— WRITTEN PROBLEM —
In the records below, locate the line containing "Target: gray knit sweater"; output that line and every following line through the last, exactly.

— Data entries —
################

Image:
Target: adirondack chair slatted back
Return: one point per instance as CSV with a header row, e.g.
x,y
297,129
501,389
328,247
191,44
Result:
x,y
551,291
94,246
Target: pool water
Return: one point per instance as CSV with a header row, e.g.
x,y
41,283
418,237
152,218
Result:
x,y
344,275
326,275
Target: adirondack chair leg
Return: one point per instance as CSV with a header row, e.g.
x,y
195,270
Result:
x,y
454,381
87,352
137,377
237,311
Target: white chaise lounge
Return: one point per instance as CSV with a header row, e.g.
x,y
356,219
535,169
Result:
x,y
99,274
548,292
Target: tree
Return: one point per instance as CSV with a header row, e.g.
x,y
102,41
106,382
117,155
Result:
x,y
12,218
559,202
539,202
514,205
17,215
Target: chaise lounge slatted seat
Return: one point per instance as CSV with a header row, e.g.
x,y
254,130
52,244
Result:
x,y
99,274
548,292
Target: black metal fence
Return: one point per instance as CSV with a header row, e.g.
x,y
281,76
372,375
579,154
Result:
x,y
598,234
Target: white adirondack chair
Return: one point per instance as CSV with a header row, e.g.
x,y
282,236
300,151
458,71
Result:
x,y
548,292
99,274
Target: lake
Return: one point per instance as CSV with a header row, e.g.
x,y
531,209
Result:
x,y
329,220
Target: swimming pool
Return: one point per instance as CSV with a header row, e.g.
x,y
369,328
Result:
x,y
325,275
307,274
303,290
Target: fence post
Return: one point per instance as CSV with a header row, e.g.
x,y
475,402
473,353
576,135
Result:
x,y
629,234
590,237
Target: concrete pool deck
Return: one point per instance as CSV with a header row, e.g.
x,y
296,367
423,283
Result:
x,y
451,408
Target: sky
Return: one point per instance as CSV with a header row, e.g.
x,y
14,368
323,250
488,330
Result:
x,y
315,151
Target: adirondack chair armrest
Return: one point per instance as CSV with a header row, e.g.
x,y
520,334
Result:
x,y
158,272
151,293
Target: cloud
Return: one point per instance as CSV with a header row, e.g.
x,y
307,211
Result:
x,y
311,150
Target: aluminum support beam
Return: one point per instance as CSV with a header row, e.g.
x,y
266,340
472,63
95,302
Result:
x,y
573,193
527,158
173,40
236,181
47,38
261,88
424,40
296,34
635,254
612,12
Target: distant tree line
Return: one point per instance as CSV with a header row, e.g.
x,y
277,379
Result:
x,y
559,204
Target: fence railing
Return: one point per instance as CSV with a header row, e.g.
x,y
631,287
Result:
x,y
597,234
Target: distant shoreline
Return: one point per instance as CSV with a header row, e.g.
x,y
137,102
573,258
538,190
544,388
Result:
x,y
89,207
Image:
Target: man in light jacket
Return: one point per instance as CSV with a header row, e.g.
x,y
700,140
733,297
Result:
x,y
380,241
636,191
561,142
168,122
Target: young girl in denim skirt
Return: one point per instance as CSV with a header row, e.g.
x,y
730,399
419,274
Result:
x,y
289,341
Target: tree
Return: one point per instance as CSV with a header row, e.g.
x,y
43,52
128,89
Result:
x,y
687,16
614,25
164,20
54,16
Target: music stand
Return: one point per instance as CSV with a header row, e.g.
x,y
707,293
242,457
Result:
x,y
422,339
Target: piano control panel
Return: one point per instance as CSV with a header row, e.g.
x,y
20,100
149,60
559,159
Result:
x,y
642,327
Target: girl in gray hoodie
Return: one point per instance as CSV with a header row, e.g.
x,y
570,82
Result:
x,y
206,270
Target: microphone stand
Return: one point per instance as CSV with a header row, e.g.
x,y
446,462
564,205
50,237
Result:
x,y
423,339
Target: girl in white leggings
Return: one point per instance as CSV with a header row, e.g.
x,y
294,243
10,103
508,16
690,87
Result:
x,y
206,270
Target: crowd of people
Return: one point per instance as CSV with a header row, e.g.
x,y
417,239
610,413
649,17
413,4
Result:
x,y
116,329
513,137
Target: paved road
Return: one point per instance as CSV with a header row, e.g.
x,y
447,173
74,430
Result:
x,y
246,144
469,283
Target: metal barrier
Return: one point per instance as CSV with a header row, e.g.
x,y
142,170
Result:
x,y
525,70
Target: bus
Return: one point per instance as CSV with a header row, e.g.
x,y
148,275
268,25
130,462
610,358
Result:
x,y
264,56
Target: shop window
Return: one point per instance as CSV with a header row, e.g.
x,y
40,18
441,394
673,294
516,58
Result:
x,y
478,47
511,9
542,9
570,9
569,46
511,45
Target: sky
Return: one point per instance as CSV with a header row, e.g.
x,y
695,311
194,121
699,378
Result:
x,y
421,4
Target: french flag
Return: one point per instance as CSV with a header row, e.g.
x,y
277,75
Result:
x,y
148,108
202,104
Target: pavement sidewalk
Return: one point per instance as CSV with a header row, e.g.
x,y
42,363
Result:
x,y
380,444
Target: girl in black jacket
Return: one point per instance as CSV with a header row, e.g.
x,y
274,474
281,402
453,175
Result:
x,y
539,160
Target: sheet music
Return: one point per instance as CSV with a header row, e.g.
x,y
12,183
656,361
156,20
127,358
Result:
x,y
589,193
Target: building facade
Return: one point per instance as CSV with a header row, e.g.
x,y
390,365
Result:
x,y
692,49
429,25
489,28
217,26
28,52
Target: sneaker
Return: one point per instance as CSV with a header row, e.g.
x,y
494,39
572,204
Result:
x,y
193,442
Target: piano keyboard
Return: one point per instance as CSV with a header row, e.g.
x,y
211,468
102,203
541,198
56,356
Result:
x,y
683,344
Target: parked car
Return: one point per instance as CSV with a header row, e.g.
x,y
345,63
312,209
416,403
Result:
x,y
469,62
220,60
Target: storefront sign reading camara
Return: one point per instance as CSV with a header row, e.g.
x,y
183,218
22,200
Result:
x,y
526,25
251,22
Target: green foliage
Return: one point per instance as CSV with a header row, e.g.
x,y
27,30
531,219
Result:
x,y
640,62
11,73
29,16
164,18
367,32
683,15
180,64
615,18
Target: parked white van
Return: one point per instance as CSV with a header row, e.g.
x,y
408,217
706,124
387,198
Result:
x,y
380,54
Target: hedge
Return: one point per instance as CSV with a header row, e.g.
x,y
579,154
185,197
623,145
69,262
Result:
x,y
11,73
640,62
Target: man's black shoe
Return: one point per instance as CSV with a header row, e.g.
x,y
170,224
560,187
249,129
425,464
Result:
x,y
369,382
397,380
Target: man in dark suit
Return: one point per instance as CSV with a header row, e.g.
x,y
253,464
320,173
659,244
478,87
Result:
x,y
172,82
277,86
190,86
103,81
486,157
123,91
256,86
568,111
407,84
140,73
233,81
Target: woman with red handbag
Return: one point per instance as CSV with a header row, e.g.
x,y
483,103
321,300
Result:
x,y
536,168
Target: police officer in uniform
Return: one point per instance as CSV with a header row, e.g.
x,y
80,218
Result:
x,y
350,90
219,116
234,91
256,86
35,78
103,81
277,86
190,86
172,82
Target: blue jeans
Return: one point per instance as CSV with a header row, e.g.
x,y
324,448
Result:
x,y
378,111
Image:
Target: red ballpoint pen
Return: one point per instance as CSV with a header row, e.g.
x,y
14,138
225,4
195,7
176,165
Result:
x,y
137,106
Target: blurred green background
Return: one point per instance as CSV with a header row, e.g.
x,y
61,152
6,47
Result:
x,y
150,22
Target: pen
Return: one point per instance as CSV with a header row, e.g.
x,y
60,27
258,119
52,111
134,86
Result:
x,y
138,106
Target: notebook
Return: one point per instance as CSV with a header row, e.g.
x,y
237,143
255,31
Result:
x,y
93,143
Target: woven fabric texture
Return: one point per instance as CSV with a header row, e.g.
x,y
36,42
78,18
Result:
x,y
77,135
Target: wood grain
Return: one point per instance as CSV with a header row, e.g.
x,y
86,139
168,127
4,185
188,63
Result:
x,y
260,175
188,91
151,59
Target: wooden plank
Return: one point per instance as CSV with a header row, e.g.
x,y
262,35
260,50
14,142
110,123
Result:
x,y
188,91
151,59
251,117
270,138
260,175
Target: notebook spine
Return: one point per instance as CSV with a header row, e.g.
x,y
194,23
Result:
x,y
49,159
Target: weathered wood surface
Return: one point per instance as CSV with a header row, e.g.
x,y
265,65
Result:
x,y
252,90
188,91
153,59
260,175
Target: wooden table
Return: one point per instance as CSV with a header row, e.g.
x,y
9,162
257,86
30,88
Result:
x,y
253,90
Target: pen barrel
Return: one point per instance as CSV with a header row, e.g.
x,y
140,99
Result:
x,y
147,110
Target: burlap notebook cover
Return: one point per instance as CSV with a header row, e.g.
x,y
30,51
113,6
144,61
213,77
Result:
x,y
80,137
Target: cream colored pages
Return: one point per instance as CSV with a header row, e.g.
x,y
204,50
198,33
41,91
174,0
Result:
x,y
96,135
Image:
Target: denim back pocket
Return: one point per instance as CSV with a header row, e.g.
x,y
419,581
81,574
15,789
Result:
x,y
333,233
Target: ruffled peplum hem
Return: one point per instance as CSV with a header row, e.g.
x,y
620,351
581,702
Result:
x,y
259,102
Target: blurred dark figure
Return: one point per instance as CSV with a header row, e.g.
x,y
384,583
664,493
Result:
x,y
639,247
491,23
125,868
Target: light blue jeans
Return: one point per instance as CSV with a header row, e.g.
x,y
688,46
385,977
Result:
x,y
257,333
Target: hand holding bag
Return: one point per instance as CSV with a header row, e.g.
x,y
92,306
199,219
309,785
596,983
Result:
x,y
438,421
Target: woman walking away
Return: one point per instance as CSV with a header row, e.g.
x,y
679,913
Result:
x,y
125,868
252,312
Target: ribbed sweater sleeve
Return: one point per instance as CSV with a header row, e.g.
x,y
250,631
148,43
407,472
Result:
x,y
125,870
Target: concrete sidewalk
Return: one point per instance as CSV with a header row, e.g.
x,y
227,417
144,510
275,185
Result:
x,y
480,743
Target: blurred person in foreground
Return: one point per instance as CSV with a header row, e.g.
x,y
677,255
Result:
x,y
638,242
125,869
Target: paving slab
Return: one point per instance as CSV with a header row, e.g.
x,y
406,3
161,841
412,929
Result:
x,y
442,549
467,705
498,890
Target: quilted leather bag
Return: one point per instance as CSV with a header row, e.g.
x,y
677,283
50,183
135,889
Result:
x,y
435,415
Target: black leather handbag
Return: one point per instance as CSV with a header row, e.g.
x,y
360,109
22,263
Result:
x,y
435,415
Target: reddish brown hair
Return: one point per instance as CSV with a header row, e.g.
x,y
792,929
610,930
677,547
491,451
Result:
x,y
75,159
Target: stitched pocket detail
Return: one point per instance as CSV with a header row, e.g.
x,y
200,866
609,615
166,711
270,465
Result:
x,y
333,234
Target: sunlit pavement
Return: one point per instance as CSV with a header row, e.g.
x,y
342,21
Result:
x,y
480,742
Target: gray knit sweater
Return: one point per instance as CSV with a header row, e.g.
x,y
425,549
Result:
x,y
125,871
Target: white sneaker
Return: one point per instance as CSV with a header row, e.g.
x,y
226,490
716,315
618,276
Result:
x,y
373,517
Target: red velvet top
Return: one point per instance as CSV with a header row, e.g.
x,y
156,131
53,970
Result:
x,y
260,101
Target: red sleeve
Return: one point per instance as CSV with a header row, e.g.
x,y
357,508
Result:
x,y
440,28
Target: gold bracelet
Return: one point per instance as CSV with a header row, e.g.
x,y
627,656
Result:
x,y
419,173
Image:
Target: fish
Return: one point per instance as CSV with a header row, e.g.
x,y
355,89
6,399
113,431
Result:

################

— TASK OUTPUT —
Target: gray knit sweater
Return: one point per instance as CSV with a header row, e.g.
x,y
425,549
Result:
x,y
125,871
Target: white sneaker
Return: one point per instance as CSV with a header row, e.g.
x,y
226,490
716,315
618,276
Result:
x,y
373,517
Target: red velvet top
Return: one point per instance as CSV with a header row, e.g.
x,y
156,131
53,970
Result:
x,y
260,101
Target: red sleeve
Return: one point per instance as CSV with a header row, e.g.
x,y
357,508
Result:
x,y
440,28
Target: gold bracelet
Return: one point per instance as CSV with a header row, e.g.
x,y
627,656
Result:
x,y
419,173
Image:
Target: fish
Return: one point per instance as CSV with a header row, e.g.
x,y
355,89
6,399
113,431
Result:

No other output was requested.